── Listing ──

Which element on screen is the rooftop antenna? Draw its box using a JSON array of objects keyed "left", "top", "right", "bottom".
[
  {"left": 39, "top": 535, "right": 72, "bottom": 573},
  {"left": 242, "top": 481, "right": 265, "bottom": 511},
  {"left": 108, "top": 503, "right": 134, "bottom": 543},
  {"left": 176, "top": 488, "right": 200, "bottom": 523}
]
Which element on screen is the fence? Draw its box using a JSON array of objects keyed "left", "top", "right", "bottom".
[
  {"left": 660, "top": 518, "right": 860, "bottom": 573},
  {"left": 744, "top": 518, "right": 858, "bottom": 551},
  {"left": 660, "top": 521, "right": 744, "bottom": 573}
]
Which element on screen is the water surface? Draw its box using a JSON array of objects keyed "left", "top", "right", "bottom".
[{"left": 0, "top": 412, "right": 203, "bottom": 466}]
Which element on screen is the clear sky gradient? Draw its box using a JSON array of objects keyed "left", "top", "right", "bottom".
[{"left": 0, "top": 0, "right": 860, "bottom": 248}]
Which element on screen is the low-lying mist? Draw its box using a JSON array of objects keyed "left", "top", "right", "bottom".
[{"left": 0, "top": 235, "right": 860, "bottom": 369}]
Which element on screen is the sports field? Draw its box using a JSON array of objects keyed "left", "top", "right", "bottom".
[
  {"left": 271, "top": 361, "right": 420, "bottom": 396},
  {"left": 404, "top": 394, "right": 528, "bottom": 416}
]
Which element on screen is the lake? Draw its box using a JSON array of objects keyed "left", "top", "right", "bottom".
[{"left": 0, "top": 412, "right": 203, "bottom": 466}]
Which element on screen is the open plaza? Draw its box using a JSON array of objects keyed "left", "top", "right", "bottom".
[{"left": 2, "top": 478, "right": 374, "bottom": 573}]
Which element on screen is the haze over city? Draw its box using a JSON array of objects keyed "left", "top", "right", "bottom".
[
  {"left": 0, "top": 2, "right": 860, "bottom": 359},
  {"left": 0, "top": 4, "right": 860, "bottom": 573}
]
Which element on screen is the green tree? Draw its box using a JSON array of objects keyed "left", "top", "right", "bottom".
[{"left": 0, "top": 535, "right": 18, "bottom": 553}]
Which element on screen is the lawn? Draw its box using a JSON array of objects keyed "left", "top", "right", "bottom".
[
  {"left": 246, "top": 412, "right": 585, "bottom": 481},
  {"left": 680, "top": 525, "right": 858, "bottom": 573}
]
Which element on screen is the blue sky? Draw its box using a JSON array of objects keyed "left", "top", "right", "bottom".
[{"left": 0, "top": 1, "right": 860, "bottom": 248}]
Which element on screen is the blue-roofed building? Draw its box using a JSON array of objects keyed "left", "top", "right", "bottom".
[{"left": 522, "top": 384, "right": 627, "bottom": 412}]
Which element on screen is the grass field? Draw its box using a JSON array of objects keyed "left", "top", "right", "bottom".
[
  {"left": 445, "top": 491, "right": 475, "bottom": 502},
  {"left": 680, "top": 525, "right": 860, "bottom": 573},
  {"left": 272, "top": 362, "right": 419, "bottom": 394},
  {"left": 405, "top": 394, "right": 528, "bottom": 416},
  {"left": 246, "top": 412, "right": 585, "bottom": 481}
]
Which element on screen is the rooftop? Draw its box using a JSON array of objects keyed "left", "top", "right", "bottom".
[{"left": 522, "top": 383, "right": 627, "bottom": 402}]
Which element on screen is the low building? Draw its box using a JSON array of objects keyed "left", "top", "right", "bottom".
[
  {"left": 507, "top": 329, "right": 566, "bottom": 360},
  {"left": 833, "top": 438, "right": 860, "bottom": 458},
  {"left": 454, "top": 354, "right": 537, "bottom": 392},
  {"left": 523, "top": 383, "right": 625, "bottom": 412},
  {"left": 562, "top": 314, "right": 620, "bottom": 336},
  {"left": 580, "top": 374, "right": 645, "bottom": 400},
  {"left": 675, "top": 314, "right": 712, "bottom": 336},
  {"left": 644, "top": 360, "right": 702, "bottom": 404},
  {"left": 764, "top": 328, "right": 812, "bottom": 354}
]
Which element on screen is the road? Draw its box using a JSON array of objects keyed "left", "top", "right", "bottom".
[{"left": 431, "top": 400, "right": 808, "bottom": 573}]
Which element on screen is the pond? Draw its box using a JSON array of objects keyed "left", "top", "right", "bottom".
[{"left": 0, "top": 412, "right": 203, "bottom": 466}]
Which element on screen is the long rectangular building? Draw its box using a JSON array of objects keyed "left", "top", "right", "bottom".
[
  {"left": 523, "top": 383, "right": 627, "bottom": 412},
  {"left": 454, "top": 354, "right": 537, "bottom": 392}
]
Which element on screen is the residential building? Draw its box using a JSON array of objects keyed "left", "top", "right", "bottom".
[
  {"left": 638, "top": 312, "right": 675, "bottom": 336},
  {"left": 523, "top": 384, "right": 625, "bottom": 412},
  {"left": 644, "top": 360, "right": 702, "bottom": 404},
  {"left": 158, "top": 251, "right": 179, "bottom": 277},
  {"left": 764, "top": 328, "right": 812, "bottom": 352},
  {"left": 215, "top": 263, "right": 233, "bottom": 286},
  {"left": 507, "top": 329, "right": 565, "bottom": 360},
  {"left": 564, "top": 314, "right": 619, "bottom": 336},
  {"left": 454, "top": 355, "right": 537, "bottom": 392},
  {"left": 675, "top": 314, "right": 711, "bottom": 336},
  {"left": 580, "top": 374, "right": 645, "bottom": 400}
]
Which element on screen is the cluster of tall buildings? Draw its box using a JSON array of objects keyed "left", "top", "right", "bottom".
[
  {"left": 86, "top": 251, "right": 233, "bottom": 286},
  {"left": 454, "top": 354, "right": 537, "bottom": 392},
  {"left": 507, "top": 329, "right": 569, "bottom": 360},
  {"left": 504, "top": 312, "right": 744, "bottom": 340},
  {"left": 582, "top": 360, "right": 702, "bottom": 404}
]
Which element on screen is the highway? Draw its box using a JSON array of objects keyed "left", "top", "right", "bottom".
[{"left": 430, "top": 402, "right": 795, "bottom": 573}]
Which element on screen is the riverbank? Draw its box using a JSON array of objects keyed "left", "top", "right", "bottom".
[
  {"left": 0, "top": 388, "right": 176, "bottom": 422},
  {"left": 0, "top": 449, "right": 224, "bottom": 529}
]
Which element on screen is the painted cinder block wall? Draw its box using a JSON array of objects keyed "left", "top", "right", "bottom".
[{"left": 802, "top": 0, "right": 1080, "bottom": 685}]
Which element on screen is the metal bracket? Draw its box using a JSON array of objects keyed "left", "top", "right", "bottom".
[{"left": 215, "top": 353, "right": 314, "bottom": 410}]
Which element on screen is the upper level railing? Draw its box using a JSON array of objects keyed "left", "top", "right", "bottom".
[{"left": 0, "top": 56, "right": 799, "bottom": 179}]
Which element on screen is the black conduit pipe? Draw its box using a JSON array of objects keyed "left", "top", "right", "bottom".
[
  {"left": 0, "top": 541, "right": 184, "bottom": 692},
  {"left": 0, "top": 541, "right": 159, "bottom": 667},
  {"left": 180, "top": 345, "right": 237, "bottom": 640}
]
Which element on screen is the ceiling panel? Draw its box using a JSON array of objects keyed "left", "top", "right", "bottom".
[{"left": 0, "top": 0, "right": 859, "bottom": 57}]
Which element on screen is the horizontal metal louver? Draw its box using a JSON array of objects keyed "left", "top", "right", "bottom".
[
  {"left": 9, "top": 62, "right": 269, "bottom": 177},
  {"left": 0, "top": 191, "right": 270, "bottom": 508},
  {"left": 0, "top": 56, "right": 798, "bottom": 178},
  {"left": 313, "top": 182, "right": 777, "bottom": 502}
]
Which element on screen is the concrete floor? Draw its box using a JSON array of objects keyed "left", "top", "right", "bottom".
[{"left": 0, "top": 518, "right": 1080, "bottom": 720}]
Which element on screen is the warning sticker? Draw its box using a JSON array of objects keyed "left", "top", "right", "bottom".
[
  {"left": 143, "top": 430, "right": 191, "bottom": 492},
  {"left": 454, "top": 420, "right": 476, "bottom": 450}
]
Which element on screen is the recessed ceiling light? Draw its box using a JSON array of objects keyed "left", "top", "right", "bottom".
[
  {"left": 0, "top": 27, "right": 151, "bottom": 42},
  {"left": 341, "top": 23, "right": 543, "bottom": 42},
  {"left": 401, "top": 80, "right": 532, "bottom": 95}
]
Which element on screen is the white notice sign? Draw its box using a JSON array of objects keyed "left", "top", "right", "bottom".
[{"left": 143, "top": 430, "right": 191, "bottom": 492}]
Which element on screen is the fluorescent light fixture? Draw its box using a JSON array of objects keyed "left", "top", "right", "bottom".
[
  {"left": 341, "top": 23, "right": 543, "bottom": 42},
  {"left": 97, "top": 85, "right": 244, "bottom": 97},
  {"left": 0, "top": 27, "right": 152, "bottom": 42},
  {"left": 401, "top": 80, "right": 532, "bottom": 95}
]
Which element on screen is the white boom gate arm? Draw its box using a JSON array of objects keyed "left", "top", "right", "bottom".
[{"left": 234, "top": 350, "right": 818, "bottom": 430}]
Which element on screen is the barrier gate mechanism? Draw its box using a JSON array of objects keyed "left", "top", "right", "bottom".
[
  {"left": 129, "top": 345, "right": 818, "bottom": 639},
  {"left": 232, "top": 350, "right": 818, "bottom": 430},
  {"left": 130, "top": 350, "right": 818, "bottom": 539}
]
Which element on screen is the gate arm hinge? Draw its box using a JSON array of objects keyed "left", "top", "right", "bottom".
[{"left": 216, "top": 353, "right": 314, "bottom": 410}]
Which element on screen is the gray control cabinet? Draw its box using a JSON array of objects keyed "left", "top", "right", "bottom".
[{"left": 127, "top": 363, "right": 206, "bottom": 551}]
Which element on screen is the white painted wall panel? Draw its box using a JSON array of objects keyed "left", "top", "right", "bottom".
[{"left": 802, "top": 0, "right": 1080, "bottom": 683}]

───

Directions for this task:
From the line containing "Which element on screen is the white boom" through the closing line of the material above, return every line exactly and omit all others.

Output of the exercise:
Which element on screen is the white boom gate arm? Draw its box using a JSON array of objects keyed "left", "top", "right", "bottom".
[{"left": 234, "top": 350, "right": 818, "bottom": 430}]
Which element on screen is the barrier gate mechanism? Draw its box using a JSON array of objects keyed "left", "top", "right", "bottom".
[
  {"left": 129, "top": 345, "right": 818, "bottom": 639},
  {"left": 232, "top": 350, "right": 818, "bottom": 430},
  {"left": 130, "top": 350, "right": 818, "bottom": 539}
]
Which element on screen is the gate arm hinge? Draw its box using a JSON array of objects keyed "left", "top", "right", "bottom".
[{"left": 216, "top": 353, "right": 314, "bottom": 410}]
Which element on screen is the gray control cabinet? Draw its box using a JSON array of objects keyed "left", "top", "right", "bottom".
[{"left": 127, "top": 363, "right": 206, "bottom": 551}]
Which element on screen is the white painted wall panel? Draw its box using a JSON array of objects keyed "left", "top", "right", "bottom".
[{"left": 802, "top": 0, "right": 1080, "bottom": 683}]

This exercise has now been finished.